╭─ DATA ENTRIES
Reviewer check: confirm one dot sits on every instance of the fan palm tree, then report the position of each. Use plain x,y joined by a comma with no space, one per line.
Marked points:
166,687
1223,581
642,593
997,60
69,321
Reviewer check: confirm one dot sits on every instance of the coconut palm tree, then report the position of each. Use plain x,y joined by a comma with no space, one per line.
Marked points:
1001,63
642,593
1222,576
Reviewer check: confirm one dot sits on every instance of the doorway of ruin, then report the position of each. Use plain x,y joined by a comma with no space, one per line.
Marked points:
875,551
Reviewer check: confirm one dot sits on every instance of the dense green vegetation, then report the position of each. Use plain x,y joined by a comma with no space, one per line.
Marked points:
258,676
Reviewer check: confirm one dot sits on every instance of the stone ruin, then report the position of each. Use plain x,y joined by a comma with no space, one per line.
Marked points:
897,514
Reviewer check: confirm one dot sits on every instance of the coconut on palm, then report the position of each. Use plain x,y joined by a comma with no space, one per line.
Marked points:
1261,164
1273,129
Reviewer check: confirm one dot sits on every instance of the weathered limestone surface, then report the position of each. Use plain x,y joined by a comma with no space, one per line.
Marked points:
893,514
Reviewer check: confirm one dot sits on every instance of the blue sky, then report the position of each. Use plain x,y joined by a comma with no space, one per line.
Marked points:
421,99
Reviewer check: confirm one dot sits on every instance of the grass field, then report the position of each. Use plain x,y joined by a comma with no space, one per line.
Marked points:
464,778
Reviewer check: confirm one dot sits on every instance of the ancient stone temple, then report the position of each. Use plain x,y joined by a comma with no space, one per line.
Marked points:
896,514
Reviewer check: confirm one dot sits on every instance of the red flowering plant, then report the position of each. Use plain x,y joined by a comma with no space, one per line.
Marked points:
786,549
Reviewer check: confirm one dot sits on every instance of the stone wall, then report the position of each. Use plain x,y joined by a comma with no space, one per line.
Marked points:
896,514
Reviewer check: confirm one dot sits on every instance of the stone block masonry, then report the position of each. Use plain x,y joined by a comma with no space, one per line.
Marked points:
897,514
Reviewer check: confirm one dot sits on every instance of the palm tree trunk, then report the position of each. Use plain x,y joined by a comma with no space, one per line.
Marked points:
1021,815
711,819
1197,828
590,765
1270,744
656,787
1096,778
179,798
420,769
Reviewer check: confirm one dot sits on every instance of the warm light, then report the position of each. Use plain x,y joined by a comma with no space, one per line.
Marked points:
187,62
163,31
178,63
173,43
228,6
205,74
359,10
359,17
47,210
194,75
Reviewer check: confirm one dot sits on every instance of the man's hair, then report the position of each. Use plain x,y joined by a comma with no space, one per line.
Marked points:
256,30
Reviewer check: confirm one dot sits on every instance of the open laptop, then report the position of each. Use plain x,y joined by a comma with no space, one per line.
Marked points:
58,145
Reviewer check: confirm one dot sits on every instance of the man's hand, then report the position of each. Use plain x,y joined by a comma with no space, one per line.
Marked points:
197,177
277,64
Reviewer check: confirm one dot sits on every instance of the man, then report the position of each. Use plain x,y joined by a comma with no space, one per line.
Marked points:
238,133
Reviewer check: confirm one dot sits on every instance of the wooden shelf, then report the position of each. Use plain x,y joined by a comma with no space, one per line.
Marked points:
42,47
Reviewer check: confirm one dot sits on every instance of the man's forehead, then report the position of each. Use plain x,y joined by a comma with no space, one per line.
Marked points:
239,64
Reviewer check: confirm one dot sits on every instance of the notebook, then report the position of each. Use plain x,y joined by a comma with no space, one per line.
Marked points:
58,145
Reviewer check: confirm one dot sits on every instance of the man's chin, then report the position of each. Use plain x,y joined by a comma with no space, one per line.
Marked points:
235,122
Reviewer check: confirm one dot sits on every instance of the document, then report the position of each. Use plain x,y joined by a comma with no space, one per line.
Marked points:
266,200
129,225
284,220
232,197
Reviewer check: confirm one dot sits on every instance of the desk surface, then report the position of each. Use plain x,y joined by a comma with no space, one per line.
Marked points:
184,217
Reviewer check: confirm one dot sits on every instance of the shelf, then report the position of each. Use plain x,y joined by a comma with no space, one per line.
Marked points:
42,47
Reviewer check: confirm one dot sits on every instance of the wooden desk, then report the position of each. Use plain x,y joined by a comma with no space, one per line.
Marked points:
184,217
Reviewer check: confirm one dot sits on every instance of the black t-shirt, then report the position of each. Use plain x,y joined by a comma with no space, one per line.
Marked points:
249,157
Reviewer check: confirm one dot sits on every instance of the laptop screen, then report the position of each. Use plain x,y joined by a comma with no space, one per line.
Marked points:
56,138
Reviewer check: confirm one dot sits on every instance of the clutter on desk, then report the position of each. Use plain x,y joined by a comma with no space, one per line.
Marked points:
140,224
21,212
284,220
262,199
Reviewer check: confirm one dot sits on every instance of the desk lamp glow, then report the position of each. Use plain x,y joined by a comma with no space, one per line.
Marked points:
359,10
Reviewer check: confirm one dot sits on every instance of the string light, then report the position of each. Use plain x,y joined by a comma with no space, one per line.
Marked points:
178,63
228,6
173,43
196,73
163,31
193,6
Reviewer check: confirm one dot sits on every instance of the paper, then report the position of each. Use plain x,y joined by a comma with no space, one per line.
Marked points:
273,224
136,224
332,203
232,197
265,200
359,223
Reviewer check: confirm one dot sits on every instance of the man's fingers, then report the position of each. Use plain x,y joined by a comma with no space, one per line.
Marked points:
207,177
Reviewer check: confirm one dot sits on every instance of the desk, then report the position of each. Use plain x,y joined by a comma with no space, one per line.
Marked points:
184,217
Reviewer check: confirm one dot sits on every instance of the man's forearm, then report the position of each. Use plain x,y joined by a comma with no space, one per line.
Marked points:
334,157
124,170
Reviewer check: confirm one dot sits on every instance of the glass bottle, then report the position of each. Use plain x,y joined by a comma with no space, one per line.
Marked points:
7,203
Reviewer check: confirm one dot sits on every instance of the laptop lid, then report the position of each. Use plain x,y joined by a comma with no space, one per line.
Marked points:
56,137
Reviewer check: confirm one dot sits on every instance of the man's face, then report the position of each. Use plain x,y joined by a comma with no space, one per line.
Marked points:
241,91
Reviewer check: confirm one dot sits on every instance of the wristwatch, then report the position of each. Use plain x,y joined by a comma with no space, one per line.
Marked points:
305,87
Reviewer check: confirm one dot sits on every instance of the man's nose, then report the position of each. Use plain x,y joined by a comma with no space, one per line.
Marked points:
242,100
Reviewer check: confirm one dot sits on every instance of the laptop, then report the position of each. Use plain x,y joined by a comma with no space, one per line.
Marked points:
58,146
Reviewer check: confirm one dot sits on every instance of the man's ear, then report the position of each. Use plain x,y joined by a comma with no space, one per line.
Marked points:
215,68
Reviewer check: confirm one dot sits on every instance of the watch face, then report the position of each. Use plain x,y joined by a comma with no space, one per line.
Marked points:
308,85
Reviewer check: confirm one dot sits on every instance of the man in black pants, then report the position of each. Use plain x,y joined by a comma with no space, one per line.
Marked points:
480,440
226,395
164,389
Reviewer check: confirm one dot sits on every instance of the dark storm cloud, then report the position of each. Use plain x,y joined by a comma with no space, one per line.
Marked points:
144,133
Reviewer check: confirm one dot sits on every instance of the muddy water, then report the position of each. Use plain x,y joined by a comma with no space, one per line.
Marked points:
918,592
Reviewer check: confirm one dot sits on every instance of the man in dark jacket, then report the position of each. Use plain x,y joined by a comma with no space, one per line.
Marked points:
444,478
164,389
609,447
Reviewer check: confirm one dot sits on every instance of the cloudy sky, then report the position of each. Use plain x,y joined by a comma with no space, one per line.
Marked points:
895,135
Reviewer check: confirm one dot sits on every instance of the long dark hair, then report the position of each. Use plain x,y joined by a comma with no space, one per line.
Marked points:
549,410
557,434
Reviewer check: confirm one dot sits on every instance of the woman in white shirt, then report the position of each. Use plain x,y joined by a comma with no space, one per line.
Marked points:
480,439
╰─
AIM OF THE EXERCISE:
Give back, exactly as written, the lines from the one with "of the cloudy" to the last line.

OUTPUT OF THE EXERCISE:
Reviewer check: confirm one dot sits on every instance of the cloudy sky, then report the position of each. Use plain x,y joined by a comma with no space, one per line.
Marked points:
895,135
Reviewer check: confirm one dot sits on every instance of the long dark hair, then report the position of each. Use plain x,y joined by a comma with no space, one per line.
Marked points:
549,410
557,434
Reviewer check: confirm one dot sits on every instance of the woman in white shirt, then report the position of each. Use plain x,y joined by a comma with no space, one per line.
Marked points:
480,439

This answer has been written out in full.